Given passage:
▬▬▬▬▬▬▬▬▬▬

Israel’s energy minister, Eli Cohen, says he will “personally” oversee the cutoff of water and electricity to the offices of the UN agency for Palestinian refugees (UNRWA) in occupied East Jerusalem. Speaking to Israel’s Radio 103FM, Cohen said he was heading to East Jerusalem to witness the disconnection of utilities to UNRWA-run facilities.

Israeli authorities have long accused the UN agency of having ties with Hamas, a claim UNRWA has repeatedly denied. Late last year, the Knesset made a decision to cut water and electricity to UNRWA facilities in East Jerusalem after a decision at the end of 2024 to bar the agency from operating in the occupied city and in Israel.

UNRWA was established in 1949 by a vote of the UN General Assembly and is mandated to provide assistance and protection to Palestinian refugees across Jordan, Syria, Lebanon, the occupied West Bank and Gaza.

HRW found it ‘inconvenient’ to publish a report on the Palestinian refugees’ right of return

The former Israel-Palestine director of Human Rights Watch (HRW), Omar Shakir, has told Al Jazeera that the reasons given by the organisation for blocking a report accusing Israel of committing “crimes against humanity” in its denial of Palestinian refugees’ right of return are “completely bogus”.

▬▬▬▬▬▬▬▬▬▬

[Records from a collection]
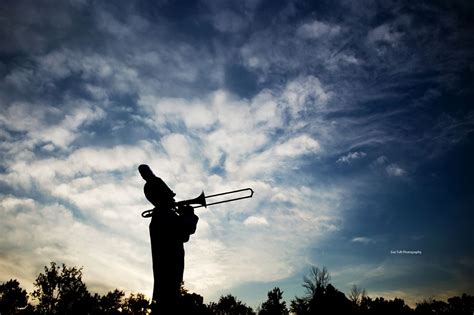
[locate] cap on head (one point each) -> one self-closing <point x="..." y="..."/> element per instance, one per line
<point x="145" y="171"/>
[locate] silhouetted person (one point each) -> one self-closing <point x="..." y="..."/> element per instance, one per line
<point x="168" y="231"/>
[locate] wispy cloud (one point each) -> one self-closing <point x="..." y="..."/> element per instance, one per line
<point x="227" y="96"/>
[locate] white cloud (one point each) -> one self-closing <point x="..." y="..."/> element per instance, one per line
<point x="48" y="125"/>
<point x="363" y="239"/>
<point x="351" y="156"/>
<point x="255" y="221"/>
<point x="102" y="187"/>
<point x="395" y="170"/>
<point x="317" y="29"/>
<point x="384" y="33"/>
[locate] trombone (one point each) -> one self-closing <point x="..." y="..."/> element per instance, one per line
<point x="200" y="201"/>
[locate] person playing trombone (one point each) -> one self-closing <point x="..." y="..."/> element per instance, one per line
<point x="169" y="229"/>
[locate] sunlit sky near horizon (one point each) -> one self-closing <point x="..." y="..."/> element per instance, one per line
<point x="351" y="120"/>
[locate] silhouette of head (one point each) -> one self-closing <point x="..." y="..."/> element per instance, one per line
<point x="146" y="172"/>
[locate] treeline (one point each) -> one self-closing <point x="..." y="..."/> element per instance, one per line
<point x="60" y="290"/>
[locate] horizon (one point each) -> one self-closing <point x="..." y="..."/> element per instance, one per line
<point x="352" y="123"/>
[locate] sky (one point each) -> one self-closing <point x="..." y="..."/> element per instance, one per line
<point x="351" y="120"/>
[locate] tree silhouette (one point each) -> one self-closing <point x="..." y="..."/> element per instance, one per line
<point x="321" y="296"/>
<point x="12" y="297"/>
<point x="60" y="290"/>
<point x="136" y="305"/>
<point x="357" y="294"/>
<point x="111" y="303"/>
<point x="229" y="305"/>
<point x="274" y="304"/>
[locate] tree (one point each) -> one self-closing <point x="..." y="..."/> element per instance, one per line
<point x="111" y="303"/>
<point x="12" y="297"/>
<point x="274" y="304"/>
<point x="318" y="280"/>
<point x="356" y="295"/>
<point x="229" y="305"/>
<point x="136" y="305"/>
<point x="60" y="290"/>
<point x="321" y="296"/>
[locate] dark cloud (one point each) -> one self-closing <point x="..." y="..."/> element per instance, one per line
<point x="384" y="87"/>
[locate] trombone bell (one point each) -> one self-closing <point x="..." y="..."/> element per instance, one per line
<point x="200" y="201"/>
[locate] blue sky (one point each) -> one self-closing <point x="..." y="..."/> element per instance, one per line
<point x="352" y="122"/>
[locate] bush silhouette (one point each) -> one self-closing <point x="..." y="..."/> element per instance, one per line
<point x="59" y="290"/>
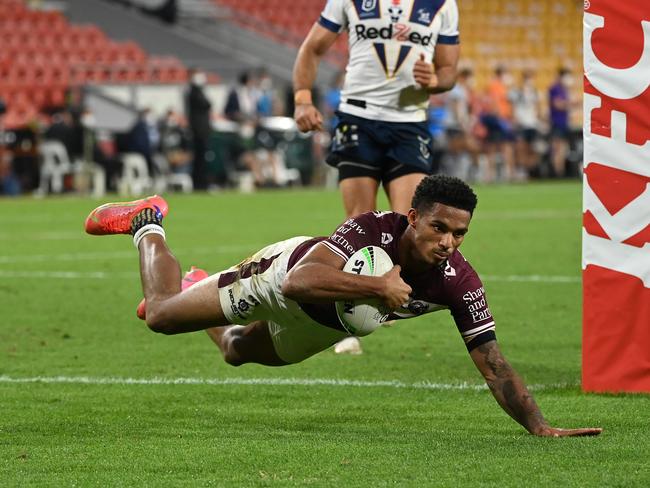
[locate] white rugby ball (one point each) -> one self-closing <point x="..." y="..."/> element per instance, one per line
<point x="361" y="317"/>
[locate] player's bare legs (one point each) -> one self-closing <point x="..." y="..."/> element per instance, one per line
<point x="242" y="344"/>
<point x="400" y="191"/>
<point x="168" y="310"/>
<point x="359" y="194"/>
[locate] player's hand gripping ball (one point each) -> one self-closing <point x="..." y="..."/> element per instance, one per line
<point x="361" y="317"/>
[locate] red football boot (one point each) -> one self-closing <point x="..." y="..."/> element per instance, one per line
<point x="193" y="276"/>
<point x="115" y="218"/>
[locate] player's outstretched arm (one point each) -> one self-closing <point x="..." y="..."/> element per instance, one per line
<point x="513" y="396"/>
<point x="315" y="45"/>
<point x="441" y="75"/>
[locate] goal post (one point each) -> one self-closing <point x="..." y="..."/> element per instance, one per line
<point x="616" y="197"/>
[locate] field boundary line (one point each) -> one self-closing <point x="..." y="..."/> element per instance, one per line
<point x="308" y="382"/>
<point x="105" y="275"/>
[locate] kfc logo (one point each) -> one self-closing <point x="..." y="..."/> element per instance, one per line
<point x="616" y="212"/>
<point x="616" y="232"/>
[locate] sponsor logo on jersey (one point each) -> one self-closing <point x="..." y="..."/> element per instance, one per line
<point x="417" y="307"/>
<point x="424" y="16"/>
<point x="395" y="11"/>
<point x="368" y="5"/>
<point x="424" y="147"/>
<point x="367" y="9"/>
<point x="476" y="305"/>
<point x="424" y="11"/>
<point x="449" y="270"/>
<point x="343" y="242"/>
<point x="399" y="32"/>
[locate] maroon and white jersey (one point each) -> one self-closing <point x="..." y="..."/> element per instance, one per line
<point x="454" y="285"/>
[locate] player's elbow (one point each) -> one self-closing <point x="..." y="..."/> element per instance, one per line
<point x="291" y="286"/>
<point x="159" y="322"/>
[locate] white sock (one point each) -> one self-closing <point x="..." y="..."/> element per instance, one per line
<point x="146" y="230"/>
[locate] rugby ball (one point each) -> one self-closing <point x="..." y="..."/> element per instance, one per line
<point x="361" y="317"/>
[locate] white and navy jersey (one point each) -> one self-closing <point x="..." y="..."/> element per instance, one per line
<point x="386" y="38"/>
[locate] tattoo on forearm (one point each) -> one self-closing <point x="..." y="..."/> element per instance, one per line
<point x="517" y="401"/>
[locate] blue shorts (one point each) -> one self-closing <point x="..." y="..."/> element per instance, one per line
<point x="381" y="150"/>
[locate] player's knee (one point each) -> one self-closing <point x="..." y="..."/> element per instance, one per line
<point x="233" y="350"/>
<point x="159" y="322"/>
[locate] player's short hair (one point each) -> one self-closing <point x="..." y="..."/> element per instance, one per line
<point x="447" y="190"/>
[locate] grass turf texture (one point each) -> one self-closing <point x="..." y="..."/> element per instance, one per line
<point x="68" y="309"/>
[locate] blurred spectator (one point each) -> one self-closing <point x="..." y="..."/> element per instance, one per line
<point x="252" y="150"/>
<point x="144" y="138"/>
<point x="99" y="147"/>
<point x="461" y="159"/>
<point x="526" y="111"/>
<point x="497" y="120"/>
<point x="559" y="105"/>
<point x="62" y="129"/>
<point x="265" y="96"/>
<point x="241" y="104"/>
<point x="198" y="110"/>
<point x="8" y="182"/>
<point x="175" y="143"/>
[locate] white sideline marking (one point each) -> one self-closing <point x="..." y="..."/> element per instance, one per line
<point x="101" y="275"/>
<point x="131" y="254"/>
<point x="533" y="278"/>
<point x="88" y="380"/>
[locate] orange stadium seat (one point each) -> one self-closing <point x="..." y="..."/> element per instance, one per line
<point x="42" y="55"/>
<point x="516" y="33"/>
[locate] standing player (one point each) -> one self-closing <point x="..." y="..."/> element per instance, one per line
<point x="282" y="298"/>
<point x="401" y="52"/>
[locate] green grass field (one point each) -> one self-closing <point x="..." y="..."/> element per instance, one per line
<point x="90" y="397"/>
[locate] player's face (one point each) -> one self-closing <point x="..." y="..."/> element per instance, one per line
<point x="438" y="232"/>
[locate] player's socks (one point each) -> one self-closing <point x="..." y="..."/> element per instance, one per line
<point x="193" y="276"/>
<point x="116" y="218"/>
<point x="147" y="221"/>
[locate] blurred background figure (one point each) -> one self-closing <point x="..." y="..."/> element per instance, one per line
<point x="526" y="104"/>
<point x="199" y="111"/>
<point x="497" y="120"/>
<point x="559" y="105"/>
<point x="175" y="144"/>
<point x="144" y="138"/>
<point x="254" y="149"/>
<point x="461" y="159"/>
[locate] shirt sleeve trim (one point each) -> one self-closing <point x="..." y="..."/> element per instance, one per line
<point x="336" y="250"/>
<point x="448" y="39"/>
<point x="480" y="340"/>
<point x="478" y="330"/>
<point x="329" y="25"/>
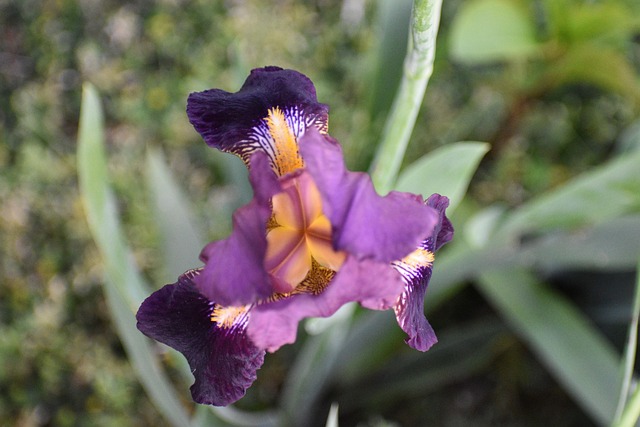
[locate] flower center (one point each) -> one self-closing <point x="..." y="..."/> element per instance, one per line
<point x="301" y="239"/>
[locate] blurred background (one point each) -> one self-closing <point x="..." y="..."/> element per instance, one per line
<point x="556" y="98"/>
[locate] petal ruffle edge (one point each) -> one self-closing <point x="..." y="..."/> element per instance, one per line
<point x="375" y="285"/>
<point x="234" y="122"/>
<point x="416" y="270"/>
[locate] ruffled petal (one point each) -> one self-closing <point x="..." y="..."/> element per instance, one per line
<point x="223" y="360"/>
<point x="274" y="106"/>
<point x="234" y="272"/>
<point x="374" y="284"/>
<point x="416" y="269"/>
<point x="364" y="224"/>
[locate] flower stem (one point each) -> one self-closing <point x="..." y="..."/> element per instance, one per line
<point x="418" y="67"/>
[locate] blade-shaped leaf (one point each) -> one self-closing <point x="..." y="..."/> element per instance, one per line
<point x="630" y="352"/>
<point x="124" y="287"/>
<point x="446" y="170"/>
<point x="573" y="351"/>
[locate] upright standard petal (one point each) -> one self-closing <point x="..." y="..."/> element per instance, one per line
<point x="223" y="360"/>
<point x="273" y="108"/>
<point x="365" y="224"/>
<point x="416" y="271"/>
<point x="234" y="272"/>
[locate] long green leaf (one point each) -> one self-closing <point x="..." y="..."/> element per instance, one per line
<point x="573" y="351"/>
<point x="446" y="170"/>
<point x="418" y="67"/>
<point x="124" y="287"/>
<point x="630" y="354"/>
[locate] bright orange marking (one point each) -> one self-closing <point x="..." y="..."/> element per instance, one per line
<point x="287" y="158"/>
<point x="301" y="239"/>
<point x="225" y="317"/>
<point x="419" y="258"/>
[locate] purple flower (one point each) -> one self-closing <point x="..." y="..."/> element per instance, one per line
<point x="314" y="237"/>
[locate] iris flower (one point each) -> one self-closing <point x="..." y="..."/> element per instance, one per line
<point x="314" y="237"/>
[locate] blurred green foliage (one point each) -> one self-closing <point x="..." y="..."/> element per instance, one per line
<point x="560" y="102"/>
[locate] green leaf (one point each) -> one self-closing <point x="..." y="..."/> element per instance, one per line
<point x="124" y="287"/>
<point x="446" y="170"/>
<point x="596" y="196"/>
<point x="630" y="352"/>
<point x="332" y="419"/>
<point x="181" y="236"/>
<point x="100" y="204"/>
<point x="492" y="30"/>
<point x="571" y="348"/>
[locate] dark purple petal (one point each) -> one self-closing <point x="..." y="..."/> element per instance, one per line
<point x="223" y="361"/>
<point x="416" y="271"/>
<point x="234" y="272"/>
<point x="364" y="224"/>
<point x="374" y="284"/>
<point x="234" y="122"/>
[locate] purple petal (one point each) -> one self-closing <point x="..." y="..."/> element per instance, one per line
<point x="223" y="361"/>
<point x="416" y="271"/>
<point x="234" y="272"/>
<point x="374" y="284"/>
<point x="443" y="232"/>
<point x="364" y="224"/>
<point x="234" y="122"/>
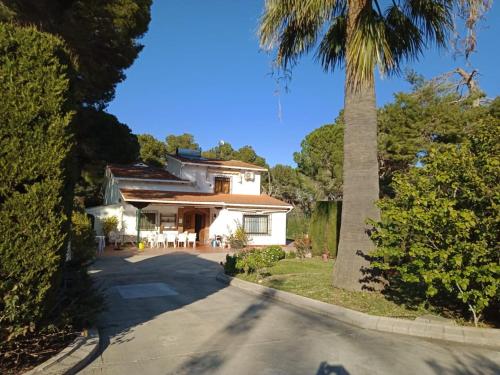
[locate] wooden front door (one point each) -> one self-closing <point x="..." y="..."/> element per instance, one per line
<point x="196" y="221"/>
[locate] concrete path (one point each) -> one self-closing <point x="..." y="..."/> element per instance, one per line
<point x="185" y="322"/>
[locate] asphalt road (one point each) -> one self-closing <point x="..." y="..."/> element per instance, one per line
<point x="168" y="315"/>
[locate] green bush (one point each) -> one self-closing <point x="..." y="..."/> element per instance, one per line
<point x="438" y="238"/>
<point x="239" y="238"/>
<point x="302" y="245"/>
<point x="35" y="193"/>
<point x="272" y="255"/>
<point x="230" y="264"/>
<point x="109" y="224"/>
<point x="253" y="260"/>
<point x="83" y="245"/>
<point x="324" y="228"/>
<point x="296" y="223"/>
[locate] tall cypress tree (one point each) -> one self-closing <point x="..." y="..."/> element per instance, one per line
<point x="35" y="191"/>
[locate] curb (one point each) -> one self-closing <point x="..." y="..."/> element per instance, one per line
<point x="464" y="335"/>
<point x="73" y="358"/>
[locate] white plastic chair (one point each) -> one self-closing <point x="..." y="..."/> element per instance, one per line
<point x="182" y="238"/>
<point x="152" y="238"/>
<point x="171" y="237"/>
<point x="161" y="240"/>
<point x="191" y="238"/>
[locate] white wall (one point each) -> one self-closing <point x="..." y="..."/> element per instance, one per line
<point x="227" y="221"/>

▬▬▬▬▬▬▬▬▬▬

Goals:
1. Decide whether each statement agrees with the news excerpt, answering yes or no and quoting the words of the excerpt that settle it: (a) Eli Cohen said he would personally oversee the utility cutoff to UNRWA offices in occupied East Jerusalem; (b) UNRWA was established in 1949 by a vote of the UN Security Council; (c) UNRWA has acknowledged having ties with Hamas.
2. Write out the news excerpt's text between "UNRWA was established" and "Bank and Gaza.", inclusive.

Answers for the tasks:
1.
(a) Yes: "he will “personally” oversee the cutoff of water and electricity to the offices of the UN agency for Palestinian refugees (UNRWA) in occupied East Jerusalem"
(b) No: "UNRWA was established in 1949 by a vote of the UN General Assembly"
(c) No: "a claim UNRWA has repeatedly denied"

2.
UNRWA was established in 1949 by a vote of the UN General Assembly and is mandated to provide assistance and protection to Palestinian refugees across Jordan, Syria, Lebanon, the occupied West Bank and Gaza.